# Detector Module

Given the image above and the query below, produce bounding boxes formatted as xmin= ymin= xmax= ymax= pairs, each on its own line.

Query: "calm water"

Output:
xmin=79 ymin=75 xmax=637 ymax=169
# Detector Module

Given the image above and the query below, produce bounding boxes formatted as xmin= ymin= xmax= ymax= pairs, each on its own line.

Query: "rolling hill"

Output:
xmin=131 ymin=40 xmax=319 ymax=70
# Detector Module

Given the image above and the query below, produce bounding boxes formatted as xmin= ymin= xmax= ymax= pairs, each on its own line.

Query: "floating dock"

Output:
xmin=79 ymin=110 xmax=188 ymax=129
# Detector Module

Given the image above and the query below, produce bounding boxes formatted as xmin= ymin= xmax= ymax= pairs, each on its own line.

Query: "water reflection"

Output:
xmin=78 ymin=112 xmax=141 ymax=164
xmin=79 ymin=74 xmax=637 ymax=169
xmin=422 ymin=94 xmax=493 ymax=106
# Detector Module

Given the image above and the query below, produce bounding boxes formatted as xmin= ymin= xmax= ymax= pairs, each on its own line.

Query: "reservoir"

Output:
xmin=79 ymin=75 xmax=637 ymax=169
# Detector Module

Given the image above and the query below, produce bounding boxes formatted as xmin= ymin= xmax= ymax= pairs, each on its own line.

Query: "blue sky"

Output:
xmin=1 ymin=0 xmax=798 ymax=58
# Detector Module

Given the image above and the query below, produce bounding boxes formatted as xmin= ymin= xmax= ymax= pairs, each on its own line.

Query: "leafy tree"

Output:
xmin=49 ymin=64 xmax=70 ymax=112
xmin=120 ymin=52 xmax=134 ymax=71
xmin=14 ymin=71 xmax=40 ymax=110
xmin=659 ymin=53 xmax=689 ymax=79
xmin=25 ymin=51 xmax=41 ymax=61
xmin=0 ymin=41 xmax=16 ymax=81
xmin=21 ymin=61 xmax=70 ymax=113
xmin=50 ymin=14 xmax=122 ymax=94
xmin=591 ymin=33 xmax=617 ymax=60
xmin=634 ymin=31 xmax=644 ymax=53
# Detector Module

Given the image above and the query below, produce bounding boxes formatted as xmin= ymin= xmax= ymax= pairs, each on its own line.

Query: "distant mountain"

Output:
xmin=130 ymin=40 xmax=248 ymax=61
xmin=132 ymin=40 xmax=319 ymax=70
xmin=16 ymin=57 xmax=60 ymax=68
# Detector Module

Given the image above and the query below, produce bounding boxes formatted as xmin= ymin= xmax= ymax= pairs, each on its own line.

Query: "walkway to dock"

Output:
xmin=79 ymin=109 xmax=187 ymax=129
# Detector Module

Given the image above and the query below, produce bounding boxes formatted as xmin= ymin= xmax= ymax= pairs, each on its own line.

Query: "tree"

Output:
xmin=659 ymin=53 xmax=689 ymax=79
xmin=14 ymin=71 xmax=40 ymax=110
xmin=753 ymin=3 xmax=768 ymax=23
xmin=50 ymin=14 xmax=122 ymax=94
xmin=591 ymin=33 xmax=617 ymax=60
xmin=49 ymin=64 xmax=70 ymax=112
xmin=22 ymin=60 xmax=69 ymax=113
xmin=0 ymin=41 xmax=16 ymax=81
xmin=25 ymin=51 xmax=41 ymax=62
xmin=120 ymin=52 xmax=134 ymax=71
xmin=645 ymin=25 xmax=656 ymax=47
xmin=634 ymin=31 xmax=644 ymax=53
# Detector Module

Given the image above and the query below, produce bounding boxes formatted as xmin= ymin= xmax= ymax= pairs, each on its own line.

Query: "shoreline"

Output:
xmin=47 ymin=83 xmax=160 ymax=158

####

◆ **Exercise prompt**
Retype every line of the material exactly as given.

◆ **Response to the exercise**
# Detector Module

Given the image above and the query below, produce bounding boxes formatted as xmin= ymin= xmax= ymax= pairs, each on its own line.

Query: "calm water"

Output:
xmin=79 ymin=75 xmax=637 ymax=169
# Detector Module

Given the image above and the query below, produce bounding boxes formatted as xmin= ymin= xmax= ymax= pairs, each on its own line.

Query: "rolling hill"

Output:
xmin=131 ymin=40 xmax=319 ymax=70
# Detector Module

Given the image above and the query below, produce bounding boxes formatted as xmin= ymin= xmax= ymax= pairs, each on its own line.

Query: "floating dock"

Output:
xmin=79 ymin=110 xmax=188 ymax=129
# Detector Module

Given the image above and the query below, produce bounding boxes formatted as xmin= ymin= xmax= ymax= pairs, each on its own line.

Query: "water reflection"

Output:
xmin=78 ymin=112 xmax=141 ymax=164
xmin=79 ymin=74 xmax=637 ymax=169
xmin=422 ymin=94 xmax=493 ymax=106
# Detector Module

Given the image above and the query below, produce bounding boxes formatted as xmin= ymin= xmax= ymax= pairs, each on its own line.

Query: "reservoir"

Output:
xmin=79 ymin=75 xmax=637 ymax=169
# Detector Module

Given the image above and the query below, produce bounding boxes formatted as xmin= ymin= xmax= ymax= pairs, each on its own line.

Query: "blue sky"

Output:
xmin=1 ymin=0 xmax=798 ymax=58
# Detector Module

Given the image above and the query below, produce bounding boxes formatted as xmin= ymin= xmax= ymax= pairs, each on its own line.

Query: "leafy tree"

Output:
xmin=49 ymin=64 xmax=70 ymax=112
xmin=120 ymin=52 xmax=134 ymax=71
xmin=14 ymin=71 xmax=40 ymax=110
xmin=659 ymin=53 xmax=689 ymax=79
xmin=25 ymin=51 xmax=41 ymax=61
xmin=0 ymin=41 xmax=16 ymax=81
xmin=21 ymin=61 xmax=70 ymax=113
xmin=50 ymin=14 xmax=122 ymax=94
xmin=591 ymin=33 xmax=617 ymax=60
xmin=634 ymin=31 xmax=644 ymax=53
# Detector Module

Given the image above and the query below, produce bounding boxes formatted as xmin= ymin= xmax= ymax= pairs, each on its own line.

Query: "distant mountain"

Output:
xmin=130 ymin=40 xmax=248 ymax=61
xmin=132 ymin=40 xmax=319 ymax=70
xmin=16 ymin=57 xmax=60 ymax=68
# Detector Module

Given the image above and the query below, produce bounding boxes formatted as xmin= ymin= xmax= ymax= pairs, each on its own line.

Query: "walkway to dock"

Output:
xmin=79 ymin=109 xmax=187 ymax=129
# Detector Module

Given the image above and the query below, produce bounding boxes formatted as xmin= ymin= xmax= ymax= pairs, each on its own line.

Query: "tree"

Output:
xmin=659 ymin=53 xmax=689 ymax=79
xmin=14 ymin=71 xmax=40 ymax=110
xmin=753 ymin=3 xmax=768 ymax=23
xmin=50 ymin=14 xmax=122 ymax=94
xmin=591 ymin=33 xmax=617 ymax=60
xmin=49 ymin=64 xmax=70 ymax=112
xmin=22 ymin=60 xmax=69 ymax=113
xmin=0 ymin=41 xmax=16 ymax=81
xmin=25 ymin=51 xmax=41 ymax=62
xmin=120 ymin=52 xmax=134 ymax=71
xmin=645 ymin=25 xmax=656 ymax=47
xmin=634 ymin=31 xmax=644 ymax=53
# Detector Module

Given the image above and the query below, produce bounding boxes formatted as xmin= ymin= xmax= ymax= pairs, each on its own line.

Query: "shoreline"

Output:
xmin=47 ymin=83 xmax=160 ymax=158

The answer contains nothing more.